EXERCISE » In the entries that follow, the first line to write out is the one containing "column 96, row 307", and the last is the one containing "column 343, row 15". Reproduce that stretch exactly, with nothing before or after it.

DATA FOR PROCESSING »
____________

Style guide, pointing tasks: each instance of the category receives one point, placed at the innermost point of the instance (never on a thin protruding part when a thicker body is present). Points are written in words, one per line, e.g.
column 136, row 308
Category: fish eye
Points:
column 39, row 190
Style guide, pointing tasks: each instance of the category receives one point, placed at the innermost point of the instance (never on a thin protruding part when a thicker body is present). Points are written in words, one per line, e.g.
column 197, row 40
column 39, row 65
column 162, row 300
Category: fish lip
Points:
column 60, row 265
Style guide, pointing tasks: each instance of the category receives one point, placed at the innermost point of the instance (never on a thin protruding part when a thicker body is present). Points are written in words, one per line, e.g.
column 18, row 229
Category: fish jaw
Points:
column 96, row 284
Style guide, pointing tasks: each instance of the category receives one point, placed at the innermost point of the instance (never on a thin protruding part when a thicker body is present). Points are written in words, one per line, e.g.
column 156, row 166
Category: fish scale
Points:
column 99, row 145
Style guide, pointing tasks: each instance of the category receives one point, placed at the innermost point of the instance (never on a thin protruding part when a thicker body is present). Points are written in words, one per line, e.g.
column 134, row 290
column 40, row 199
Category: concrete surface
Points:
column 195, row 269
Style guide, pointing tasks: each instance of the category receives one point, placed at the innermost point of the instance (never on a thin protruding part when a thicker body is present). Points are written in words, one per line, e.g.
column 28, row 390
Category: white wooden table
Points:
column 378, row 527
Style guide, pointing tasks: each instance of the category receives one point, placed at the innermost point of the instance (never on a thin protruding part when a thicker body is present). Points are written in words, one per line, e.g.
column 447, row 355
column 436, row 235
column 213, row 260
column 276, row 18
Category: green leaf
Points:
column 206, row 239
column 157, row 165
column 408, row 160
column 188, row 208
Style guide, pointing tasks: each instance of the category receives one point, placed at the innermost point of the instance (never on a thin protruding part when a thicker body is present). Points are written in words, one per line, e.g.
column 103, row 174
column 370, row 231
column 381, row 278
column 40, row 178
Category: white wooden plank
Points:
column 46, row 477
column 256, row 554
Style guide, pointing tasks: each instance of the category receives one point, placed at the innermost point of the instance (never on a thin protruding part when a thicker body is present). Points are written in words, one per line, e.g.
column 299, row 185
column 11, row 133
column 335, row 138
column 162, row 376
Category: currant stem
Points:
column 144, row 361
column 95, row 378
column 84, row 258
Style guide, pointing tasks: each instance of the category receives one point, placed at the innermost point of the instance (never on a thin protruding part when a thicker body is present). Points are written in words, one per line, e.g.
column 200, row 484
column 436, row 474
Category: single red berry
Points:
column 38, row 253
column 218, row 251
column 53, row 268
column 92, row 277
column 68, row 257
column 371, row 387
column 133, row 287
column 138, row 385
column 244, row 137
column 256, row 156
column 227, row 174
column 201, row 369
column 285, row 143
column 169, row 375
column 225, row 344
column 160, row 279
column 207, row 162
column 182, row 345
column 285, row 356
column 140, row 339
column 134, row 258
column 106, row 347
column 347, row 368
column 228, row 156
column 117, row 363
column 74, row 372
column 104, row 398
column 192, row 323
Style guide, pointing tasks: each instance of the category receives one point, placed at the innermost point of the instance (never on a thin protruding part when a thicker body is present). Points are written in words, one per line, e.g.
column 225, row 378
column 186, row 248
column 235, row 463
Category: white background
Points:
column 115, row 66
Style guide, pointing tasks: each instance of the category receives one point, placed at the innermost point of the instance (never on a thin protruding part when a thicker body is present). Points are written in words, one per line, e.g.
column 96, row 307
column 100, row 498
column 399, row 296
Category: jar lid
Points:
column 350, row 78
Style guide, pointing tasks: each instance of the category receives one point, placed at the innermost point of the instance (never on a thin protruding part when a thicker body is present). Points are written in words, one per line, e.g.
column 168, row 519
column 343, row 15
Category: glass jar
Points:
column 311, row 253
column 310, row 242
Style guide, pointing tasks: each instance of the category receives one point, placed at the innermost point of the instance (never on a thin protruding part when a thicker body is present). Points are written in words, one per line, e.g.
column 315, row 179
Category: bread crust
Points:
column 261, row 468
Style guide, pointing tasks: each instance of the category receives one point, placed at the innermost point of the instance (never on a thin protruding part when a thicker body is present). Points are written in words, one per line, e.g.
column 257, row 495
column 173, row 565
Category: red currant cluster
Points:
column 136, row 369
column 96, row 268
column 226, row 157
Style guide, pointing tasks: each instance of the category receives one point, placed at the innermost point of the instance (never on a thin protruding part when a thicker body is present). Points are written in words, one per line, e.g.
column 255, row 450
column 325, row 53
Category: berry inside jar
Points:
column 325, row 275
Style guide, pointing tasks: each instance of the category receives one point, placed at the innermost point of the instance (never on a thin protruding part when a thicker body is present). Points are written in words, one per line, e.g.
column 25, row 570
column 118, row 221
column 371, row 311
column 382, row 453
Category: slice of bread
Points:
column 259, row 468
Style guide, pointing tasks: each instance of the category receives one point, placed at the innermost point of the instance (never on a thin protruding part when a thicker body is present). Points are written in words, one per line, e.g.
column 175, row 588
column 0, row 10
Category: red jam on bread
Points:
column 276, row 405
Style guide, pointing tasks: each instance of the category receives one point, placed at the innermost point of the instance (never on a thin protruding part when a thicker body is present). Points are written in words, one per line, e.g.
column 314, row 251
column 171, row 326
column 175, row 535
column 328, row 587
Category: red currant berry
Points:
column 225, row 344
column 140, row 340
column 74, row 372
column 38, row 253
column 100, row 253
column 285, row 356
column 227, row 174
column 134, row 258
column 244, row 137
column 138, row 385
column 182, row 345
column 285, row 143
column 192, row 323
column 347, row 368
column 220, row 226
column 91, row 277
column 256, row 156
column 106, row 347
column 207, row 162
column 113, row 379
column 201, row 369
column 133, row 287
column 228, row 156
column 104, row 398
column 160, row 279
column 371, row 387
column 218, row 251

____________

ANSWER TO THIS TASK »
column 96, row 307
column 100, row 498
column 399, row 296
Category: jar lid
Points:
column 350, row 78
Style guide, pointing tasks: each instance of the category receives one point, placed at the innermost point of the instance (never on a thin protruding part when a thicker body is present). Points are written in words, one per line, e.g.
column 168, row 519
column 343, row 15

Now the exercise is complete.